THE PROBLEM: All entries below are to be returned exactly, with pictures left out.

··· RECORDS FOR THE TASK

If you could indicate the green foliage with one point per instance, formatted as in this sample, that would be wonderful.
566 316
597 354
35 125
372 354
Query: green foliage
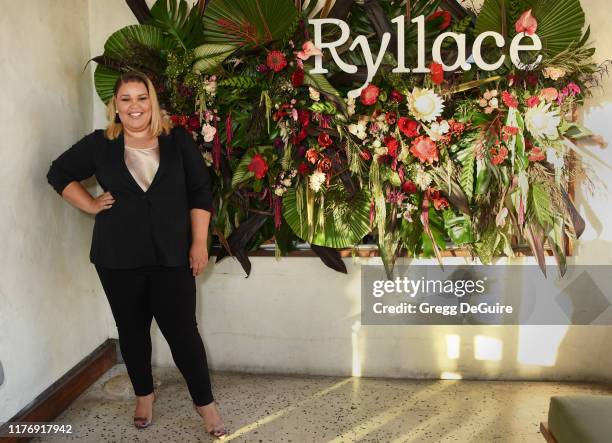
175 18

······

EXERCISE RESULT:
If you could indicate the green foliage with one point per instance, formatted as in this sample, that would be wonderful.
566 316
597 354
35 125
372 354
Query: green foliage
175 18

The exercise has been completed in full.